### TEXT SHOWN

If you were watching Robert Guerrero last Saturday on the PBC on NBC, you were probably not very impressed with “The Ghost’s” split decision victory. In fact, after the beating Guerrero suffered at the light handed Aaron Martinez—he of the four KOs in 24 fights—you might even think that just maybe “The Ghost” should vanish.
I’m not here to disagree with you.
Guerrero has lost 3 of his last 4 bouts. He was completely outclassed by Floyd Mayweather Jr. in May of 2013, no shame in that. As you may have noticed, that’s been going around for a while. He followed up that loss with a unanimous decision against Yoshihiro Kamegai. A nice enough win, but hardly anything to get excited about.
Then things got rough for “The Ghost.” He was almost unanimously shut out against Keith Thurman in the inaugural primetime broadcast of the PBC on NBC last March. Guerrero suffered a brutal knockdown in round 9 and barely made it through the round. He recovered enough to be somewhat competitive in the final rounds, even dissuading Thurman from pressing for the knockout with some well-timed shots of his own.
Still, it was a surprisingly weak performance from the champion of four different weight classes. Guerrero looked slow, often unable to let his hands go. He’s always been a guy who mixes it up, but even by that standard, he got hit a lot and easily.

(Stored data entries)

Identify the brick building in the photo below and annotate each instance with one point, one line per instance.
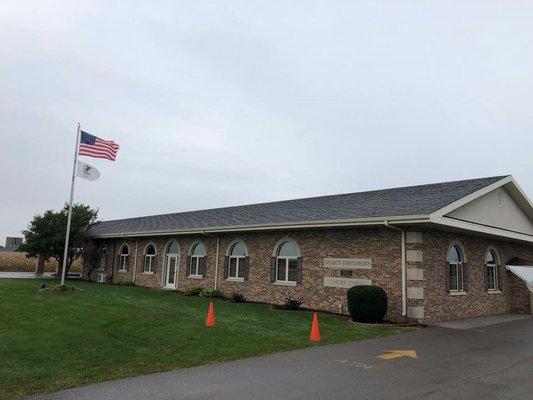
(440, 251)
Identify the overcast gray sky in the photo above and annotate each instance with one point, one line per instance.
(233, 102)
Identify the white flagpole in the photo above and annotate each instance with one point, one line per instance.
(69, 218)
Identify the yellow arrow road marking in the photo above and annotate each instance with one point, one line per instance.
(392, 354)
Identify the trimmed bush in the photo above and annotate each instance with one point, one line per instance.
(367, 303)
(193, 291)
(125, 283)
(213, 293)
(292, 304)
(237, 297)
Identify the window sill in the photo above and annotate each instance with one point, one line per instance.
(285, 283)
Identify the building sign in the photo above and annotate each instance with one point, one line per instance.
(348, 263)
(345, 283)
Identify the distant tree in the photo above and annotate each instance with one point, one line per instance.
(45, 235)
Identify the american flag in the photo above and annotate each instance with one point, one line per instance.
(93, 146)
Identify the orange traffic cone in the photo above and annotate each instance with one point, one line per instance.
(315, 330)
(210, 321)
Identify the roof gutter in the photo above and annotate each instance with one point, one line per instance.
(408, 219)
(404, 269)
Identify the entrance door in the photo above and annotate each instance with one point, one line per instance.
(171, 271)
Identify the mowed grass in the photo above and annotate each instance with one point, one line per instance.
(56, 340)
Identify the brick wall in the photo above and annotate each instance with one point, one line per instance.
(436, 303)
(427, 250)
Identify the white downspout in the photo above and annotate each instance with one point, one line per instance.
(216, 260)
(404, 270)
(135, 260)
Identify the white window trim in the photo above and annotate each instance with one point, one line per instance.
(123, 260)
(495, 275)
(152, 258)
(196, 260)
(285, 283)
(286, 280)
(460, 279)
(240, 260)
(100, 267)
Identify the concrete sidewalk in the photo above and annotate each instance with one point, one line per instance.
(491, 363)
(480, 322)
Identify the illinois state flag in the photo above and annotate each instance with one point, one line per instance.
(87, 171)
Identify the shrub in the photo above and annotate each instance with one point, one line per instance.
(193, 291)
(237, 297)
(367, 303)
(126, 283)
(213, 293)
(292, 304)
(18, 262)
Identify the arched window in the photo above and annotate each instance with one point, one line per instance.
(492, 273)
(197, 263)
(124, 258)
(457, 273)
(102, 259)
(236, 265)
(287, 265)
(149, 259)
(172, 248)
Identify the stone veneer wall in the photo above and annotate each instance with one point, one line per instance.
(426, 254)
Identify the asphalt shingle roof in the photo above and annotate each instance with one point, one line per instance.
(411, 200)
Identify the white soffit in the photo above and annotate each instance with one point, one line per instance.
(513, 220)
(525, 273)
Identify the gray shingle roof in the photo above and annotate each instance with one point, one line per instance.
(404, 201)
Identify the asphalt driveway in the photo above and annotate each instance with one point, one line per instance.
(494, 362)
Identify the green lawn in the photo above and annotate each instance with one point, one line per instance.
(55, 340)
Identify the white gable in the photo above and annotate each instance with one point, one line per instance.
(495, 209)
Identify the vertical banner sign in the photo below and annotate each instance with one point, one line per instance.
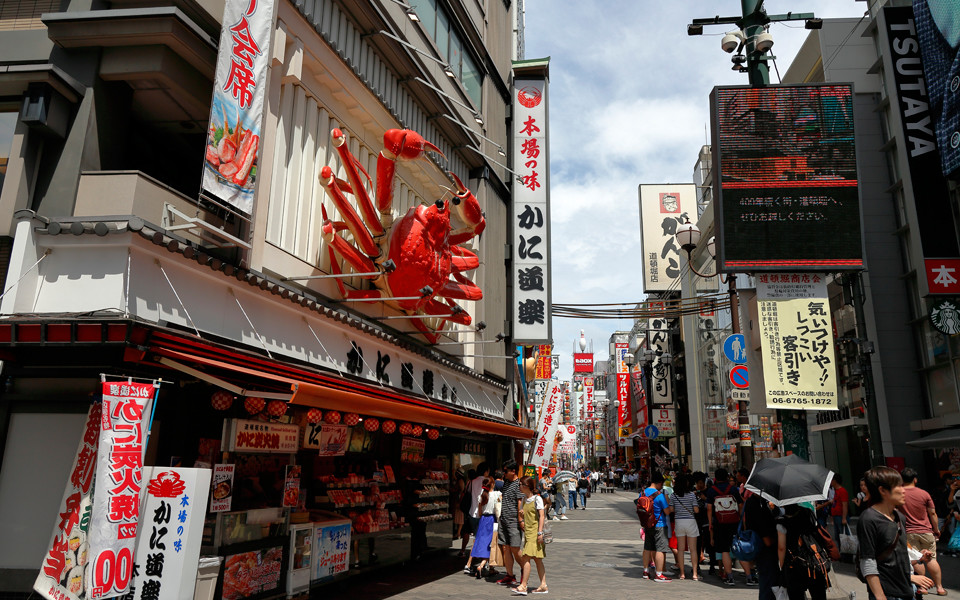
(116, 504)
(796, 341)
(663, 208)
(531, 213)
(547, 427)
(623, 391)
(231, 161)
(915, 96)
(168, 547)
(62, 575)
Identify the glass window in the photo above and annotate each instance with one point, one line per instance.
(443, 34)
(472, 81)
(8, 122)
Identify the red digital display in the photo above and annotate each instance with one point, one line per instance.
(785, 173)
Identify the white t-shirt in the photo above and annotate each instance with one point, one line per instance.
(490, 508)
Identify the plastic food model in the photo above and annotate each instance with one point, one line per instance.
(415, 259)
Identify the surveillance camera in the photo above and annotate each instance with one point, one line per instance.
(764, 42)
(730, 42)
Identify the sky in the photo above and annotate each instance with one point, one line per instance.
(629, 105)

### PROBLEM SET
(1) Tell whether each statement agrees with the Guerrero article, answering yes or no and quoting the words that decide it: (a) Guerrero's latest win came by split decision. (b) Guerrero beat Yoshihiro Kamegai by knockout. (c) The Thurman bout aired on the first primetime PBC on NBC broadcast.
(2) Please answer these questions from the Guerrero article:
(a) How many KOs does Aaron Martinez have, and in how many fights?
(b) In which round did Thurman knock Guerrero down?
(c) When did Floyd Mayweather Jr. outclass Guerrero?
(3) Resume the Guerrero article after its last sentence.
The listing plays no part in this work.

### ANSWERS PER TASK
(1)
(a) Yes: "“The Ghost’s” split decision victory"
(b) No: "a unanimous decision against Yoshihiro Kamegai"
(c) Yes: "in the inaugural primetime broadcast of the PBC on NBC last March"

(2)
(a) Four KOs in 24 fights
(b) Round 9
(c) May of 2013

(3)
So I was surprised and even a little concerned to see Guerrero get back in the ring so soon after such a punishing, one-sided defeat. My concerns were well-founded when the feather fisted Martinez brutally sent Guerrero to the canvas in the fourth. Unsurprisingly, Guerrero fought on and narrowed the cards–although the boos filling the auditorium when the scorecards were read and awarded “The Ghost” the victory were understandable. If you are the kind of person who judges a fight by “who would I rather be?” at the end of it, well, you probably wouldn’t have wanted to be Guerrero.
While I found the decision highly questionable, I was saddened by the derision aimed at the “winner.” Robert Guerrero is not going to be confused with the greatest fighters of his era. Even though he has been an active, hard punching fighter, he’s often been more workmanlike than electric. He also lacks the signature wins that would set him apart.
It is however fair to say that he has been the author of an honorable career. While belts are perhaps less meaningful than ever, wearing one in four different weight classes leaves little to apologize for. When matched against an opponent in what you might call a “pick ‘em” fight, Guerrero almost always won. His victories over Casamayor, Katsidis, and Berto are testament to this. He was once upset by Orlando Salido, but that fight was later ruled a no contest after a post-fight test screening found steroids in Salido’s system.
The only other upset loss of his career was a split decision against Gamaliel Diaz. This is a result he would avenge a little over six months later with a decisive 6th round knockout.
Most importantly, Guerrero has managed his boxing life around the more real life fears created by his wife, Casey’s, five year battle with leukemia. Entering into his prime when his wife received the diagnosis, Guerrero vacated his IBF Super Featherweight title and put his vocation on hold while she battled the disease.
The Guerreros were fortunate, and a bone marrow transplant saved Casey–leading her to remission. I’m willing to bet he would count that as the greatest victory in his life.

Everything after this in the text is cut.